### Exercise requirements
Answer with nothing but the number of lines in the listing below that contain "white".

### Excerpted records

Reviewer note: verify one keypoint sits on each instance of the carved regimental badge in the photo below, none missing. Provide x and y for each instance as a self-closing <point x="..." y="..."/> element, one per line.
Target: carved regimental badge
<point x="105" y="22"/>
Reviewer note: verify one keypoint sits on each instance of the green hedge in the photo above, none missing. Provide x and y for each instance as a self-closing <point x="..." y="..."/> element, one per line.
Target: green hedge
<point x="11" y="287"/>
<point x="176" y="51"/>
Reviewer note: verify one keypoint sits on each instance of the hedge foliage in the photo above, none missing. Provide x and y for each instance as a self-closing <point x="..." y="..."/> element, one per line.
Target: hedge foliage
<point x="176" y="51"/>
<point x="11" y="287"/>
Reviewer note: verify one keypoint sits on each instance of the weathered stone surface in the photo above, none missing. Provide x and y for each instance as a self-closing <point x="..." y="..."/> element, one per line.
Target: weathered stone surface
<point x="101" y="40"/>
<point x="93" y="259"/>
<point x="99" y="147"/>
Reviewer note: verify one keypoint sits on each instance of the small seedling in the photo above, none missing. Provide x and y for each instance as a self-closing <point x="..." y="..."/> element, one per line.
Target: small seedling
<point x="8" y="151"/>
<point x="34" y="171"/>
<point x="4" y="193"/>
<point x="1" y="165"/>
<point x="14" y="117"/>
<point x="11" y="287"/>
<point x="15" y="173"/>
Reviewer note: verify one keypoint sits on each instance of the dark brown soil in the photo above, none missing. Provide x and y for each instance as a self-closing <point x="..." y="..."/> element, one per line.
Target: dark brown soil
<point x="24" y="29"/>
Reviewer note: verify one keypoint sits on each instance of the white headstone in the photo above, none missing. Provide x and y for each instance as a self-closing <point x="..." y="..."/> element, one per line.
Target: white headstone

### Result of this task
2